**FRAGMENTO:**
----

Leída hoy, puede parecer que la reseña peque del entusiasmo y la ingenuidad de la juventud, pero no conviene engañarse: siempre he sido un entusiasta y un ingenuo, sobre todo en lo que toca a grandes escritores. Además, creo que a la novela de Lowry le conviene este tono melodramático, tan excesivo y poderoso como un océano de lenguaje de donde emergen algunas de las mejores imágenes escritas en cualquier lengua. No puedo olvidar una, al inicio de uno de los capítulos centrales, en que se describía el fulgor, el volumen monumental del firmamento mexicano: «las nubes pasaban por el cielo azul como proyectos escultóricos por el cerebro de Miguel Angel».

Lowry cuenta que, cuando era un niño, su padre lo llevaba al colegio por la mañana temprano en coche a través de una larga carretera helada y que siempre se encontraban con el mismo tipo tambaleante que caminaba por el arcén con una cogorza tremenda. Su padre bufaba «qué asco de borracho», pero el pequeño Malcolm admiraba en secreto a aquel héroe capaz de atravesar la nieve pertrechado sólo con una botella. Uno de esos días decidió lo que quería ser de mayor: sería un borracho.

----

**DATOS GUARDADOS:**
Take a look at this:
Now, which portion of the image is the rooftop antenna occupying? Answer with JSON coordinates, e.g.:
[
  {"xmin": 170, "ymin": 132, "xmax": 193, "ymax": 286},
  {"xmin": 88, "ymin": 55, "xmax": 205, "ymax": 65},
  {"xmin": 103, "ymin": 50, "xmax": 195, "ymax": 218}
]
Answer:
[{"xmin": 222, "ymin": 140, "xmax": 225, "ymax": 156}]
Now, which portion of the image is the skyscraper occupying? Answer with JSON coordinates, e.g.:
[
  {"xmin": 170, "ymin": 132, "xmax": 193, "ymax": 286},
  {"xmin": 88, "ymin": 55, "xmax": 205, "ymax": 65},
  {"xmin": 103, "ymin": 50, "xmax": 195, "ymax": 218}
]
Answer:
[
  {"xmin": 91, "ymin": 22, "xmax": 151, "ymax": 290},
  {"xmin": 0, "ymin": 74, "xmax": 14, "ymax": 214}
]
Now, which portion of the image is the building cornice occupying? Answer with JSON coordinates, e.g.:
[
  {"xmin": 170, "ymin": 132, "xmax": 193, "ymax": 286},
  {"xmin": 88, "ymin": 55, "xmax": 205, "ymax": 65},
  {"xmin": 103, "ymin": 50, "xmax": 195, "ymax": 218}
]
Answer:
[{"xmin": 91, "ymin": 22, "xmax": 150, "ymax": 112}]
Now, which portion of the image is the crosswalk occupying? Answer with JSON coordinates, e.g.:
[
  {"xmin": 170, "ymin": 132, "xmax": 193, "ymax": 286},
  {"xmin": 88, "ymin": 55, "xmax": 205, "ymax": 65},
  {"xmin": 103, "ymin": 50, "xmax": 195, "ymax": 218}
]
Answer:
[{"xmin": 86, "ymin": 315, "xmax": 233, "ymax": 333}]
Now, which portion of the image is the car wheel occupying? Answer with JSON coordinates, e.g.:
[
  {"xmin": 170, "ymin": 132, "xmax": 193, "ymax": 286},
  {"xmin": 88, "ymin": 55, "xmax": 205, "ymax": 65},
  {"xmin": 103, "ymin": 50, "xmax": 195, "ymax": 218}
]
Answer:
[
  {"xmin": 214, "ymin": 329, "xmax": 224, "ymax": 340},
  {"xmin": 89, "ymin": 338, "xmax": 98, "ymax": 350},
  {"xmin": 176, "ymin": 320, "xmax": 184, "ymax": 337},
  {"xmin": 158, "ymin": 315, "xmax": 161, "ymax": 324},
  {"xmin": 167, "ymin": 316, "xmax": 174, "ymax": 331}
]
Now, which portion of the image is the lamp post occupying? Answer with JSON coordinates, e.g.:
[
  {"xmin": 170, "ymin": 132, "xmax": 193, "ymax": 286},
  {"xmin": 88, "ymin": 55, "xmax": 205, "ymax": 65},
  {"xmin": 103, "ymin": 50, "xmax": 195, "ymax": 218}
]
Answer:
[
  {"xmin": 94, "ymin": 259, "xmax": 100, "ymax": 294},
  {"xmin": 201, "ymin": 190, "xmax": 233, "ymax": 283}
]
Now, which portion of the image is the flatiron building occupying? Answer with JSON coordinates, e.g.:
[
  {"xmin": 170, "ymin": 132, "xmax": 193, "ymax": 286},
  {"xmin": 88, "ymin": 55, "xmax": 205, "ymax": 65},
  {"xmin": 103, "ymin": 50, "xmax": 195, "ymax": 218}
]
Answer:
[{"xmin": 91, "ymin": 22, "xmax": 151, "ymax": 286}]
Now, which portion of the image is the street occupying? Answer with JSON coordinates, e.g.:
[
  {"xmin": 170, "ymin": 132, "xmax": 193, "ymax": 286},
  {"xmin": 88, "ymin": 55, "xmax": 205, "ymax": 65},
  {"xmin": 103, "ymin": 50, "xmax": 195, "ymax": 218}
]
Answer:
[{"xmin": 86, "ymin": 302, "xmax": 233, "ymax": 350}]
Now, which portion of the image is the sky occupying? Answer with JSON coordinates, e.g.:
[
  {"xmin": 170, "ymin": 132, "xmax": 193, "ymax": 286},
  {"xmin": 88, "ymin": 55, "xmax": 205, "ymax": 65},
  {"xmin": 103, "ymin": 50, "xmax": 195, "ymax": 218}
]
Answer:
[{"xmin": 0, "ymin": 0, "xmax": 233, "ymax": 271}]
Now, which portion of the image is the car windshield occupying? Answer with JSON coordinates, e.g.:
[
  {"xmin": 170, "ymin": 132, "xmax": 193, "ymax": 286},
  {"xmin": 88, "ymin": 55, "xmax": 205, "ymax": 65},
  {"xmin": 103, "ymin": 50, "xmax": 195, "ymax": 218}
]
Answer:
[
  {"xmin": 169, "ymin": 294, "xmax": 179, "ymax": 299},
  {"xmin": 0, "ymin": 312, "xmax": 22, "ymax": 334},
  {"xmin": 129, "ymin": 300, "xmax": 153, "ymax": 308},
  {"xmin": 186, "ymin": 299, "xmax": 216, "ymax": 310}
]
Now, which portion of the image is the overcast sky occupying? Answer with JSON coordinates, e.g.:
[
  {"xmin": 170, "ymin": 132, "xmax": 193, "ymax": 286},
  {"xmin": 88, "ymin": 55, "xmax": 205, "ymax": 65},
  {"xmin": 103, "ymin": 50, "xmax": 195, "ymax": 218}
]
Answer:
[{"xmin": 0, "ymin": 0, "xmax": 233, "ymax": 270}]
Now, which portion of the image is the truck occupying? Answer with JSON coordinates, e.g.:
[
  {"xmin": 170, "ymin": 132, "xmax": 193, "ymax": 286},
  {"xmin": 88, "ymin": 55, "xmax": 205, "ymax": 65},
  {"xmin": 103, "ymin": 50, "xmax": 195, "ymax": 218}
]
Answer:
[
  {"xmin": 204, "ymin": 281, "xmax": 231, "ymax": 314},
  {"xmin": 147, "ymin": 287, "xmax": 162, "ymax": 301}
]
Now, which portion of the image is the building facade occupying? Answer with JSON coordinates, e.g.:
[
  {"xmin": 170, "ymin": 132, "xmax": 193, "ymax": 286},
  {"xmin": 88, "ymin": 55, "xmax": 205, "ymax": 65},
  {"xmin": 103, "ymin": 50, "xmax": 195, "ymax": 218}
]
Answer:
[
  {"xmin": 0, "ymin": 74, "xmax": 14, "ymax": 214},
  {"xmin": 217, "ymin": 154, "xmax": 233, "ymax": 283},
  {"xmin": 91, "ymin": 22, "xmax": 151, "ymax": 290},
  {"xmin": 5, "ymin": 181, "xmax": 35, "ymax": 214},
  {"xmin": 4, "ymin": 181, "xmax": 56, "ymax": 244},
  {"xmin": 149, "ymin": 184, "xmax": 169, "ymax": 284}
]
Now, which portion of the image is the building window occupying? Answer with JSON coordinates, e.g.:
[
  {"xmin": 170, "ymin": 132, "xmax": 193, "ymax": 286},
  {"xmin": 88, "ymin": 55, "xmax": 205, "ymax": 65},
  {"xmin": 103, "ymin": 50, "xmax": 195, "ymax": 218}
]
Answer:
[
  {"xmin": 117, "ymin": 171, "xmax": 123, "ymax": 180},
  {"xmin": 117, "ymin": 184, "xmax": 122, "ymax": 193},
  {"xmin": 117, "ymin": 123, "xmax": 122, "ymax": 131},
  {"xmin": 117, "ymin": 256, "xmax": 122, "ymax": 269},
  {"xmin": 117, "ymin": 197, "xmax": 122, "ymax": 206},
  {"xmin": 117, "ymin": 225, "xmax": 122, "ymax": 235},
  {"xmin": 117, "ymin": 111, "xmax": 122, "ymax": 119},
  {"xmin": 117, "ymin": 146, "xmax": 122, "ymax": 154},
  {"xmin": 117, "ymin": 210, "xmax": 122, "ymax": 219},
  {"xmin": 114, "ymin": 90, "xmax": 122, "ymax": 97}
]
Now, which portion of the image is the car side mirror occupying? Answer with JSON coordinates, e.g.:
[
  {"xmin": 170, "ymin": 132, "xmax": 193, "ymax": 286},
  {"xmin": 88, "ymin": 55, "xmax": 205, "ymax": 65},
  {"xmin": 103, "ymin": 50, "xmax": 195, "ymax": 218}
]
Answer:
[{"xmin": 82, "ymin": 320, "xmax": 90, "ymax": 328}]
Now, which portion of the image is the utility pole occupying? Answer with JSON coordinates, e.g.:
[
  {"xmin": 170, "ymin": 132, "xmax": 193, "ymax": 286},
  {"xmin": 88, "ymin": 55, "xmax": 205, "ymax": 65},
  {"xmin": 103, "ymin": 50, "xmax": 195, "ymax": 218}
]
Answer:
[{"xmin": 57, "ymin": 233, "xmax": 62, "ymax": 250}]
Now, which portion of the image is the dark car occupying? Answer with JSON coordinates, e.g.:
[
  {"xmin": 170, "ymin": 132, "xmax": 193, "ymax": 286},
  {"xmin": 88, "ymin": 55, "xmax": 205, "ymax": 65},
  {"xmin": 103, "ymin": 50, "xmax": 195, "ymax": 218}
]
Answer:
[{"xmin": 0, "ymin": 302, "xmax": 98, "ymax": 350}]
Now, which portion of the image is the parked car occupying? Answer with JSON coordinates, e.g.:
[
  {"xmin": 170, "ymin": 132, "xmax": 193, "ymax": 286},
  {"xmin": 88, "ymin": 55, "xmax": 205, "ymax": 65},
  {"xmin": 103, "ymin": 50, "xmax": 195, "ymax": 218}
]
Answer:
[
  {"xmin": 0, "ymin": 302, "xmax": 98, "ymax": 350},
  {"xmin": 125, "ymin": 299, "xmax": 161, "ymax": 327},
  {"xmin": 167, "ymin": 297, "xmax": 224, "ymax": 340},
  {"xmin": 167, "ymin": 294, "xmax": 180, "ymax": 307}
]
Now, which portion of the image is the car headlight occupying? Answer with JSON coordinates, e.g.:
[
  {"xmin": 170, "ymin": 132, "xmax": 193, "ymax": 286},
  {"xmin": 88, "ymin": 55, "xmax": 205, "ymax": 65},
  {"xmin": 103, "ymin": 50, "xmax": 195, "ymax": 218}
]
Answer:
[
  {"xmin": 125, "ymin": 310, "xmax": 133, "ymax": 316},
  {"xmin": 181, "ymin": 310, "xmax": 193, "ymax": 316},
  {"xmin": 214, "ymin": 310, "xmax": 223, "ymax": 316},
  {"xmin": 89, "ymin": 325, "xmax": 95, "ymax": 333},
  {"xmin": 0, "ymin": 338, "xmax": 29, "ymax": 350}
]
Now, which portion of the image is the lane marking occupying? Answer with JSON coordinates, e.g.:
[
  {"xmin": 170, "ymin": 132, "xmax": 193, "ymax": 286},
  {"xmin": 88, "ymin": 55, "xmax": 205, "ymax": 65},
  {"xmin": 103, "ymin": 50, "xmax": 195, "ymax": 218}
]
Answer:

----

**TU TAREA:** Actualiza el tramo del fragmento comprendido entre "Lowry cuenta que, cuando" y "sería un borracho.", ambos incluidos: cambia "coche" por "tranvía" y escribe el tramo completo. Para resolver lo que se pide, básate únicamente en el fragmento.

**RESULTADO:**
Lowry cuenta que, cuando era un niño, su padre lo llevaba al colegio por la mañana temprano en tranvía a través de una larga carretera helada y que siempre se encontraban con el mismo tipo tambaleante que caminaba por el arcén con una cogorza tremenda. Su padre bufaba «qué asco de borracho», pero el pequeño Malcolm admiraba en secreto a aquel héroe capaz de atravesar la nieve pertrechado sólo con una botella. Uno de esos días decidió lo que quería ser de mayor: sería un borracho.